So you know, that's all right. The ladies (always ladies) who do the food preparation and take orders work as hard as anyone I've ever seen. They are not there to be sweet. They are there to do a damn job. And as I've mentioned, I've seen a lot of children of employees grow up there, from the mamas pregnant with them to carrying them in slings as they work which is probably illegal, to setting them in highchairs behind the cake and deviled egg display cooler. 
Again- all good.
But recently a sign appeared in front of the door saying, "Cash Only." And another one in front of the counter where orders are taken. And one where you make your payment to the man (always the same man) whose job it obviously is to handle all the money. 
I imagine they're tired of having to pay the credit card and debit card fees but boy, does that make it inconvenient for their customers. Also, one has to wonder if the cash-only policy has anything to do with reporting taxes?

[AVAILABLE DATA]:
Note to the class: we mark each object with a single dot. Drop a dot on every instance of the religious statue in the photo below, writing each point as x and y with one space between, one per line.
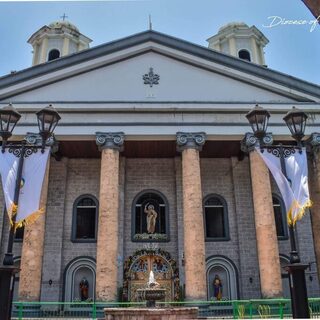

[TASKS FOR THIS EXERCISE]:
**A.** Answer these questions using the restaurant piece:
(i) Who does the food preparation and takes orders?
(ii) In which three places did a "Cash Only" sign appear?
(iii) Where were the employees' children set in highchairs?
**B.** Write the next part of the restaurant piece, picking up right after its final sentence.

[RESPONSES PER TASK]:
**A.**
(i) Ladies, and always ladies, do the food preparation and take orders.
(ii) The signs appeared in front of the door, in front of the counter where orders are taken, and where customers make their payment to the man who handles the money.
(iii) They were set in highchairs behind the cake and deviled egg display cooler.

**B.**
Oh, probably not. That would just be too obvious.
Still. 
And then today when Lily and her kids and August and Levon and Glen and I all met up there for lunch and I went to the counter to ask for hot sauce and they gave me small plastic cup of it and told me it was 75 cents and I could pay the man up front, that sort of did it for us. 
This is the deep south. We do NOT pay for hot sauce at a restaurant. That would be like charging for mustard or mayonnaise on a sandwich. Ketchup to go with your fries. It is not done. 

But today we did eat there and August and Levon were handed off to us. I was driving my car because Mr. Moon had gone in early in his truck to get bags of leaves for mulch and to go to a Maggie softball game. 
I did not go to the game and guess what? 
I don't even feel guilty. 
This is a newish development and I like it. Less guilt is always a good thing. 
Unless you're a murderer or something. 

The boys and I stopped on the way home at the GDDG to get the ice cream and root beer for their special dessert tonight and they didn't even beg me for anything. I was impressed. 

This afternoon's main activity has been bamboo-related. First Levon did my rounds with me and he kicked over most of the sprouts we found. And when I say "kick" I mean that kid kicks that bamboo like he's going for a field goal. I kick with the side of my foot but he doesn't mess with that. Sometimes, as he is demonstrating above, he likes to pull the whole thing as hard as he can.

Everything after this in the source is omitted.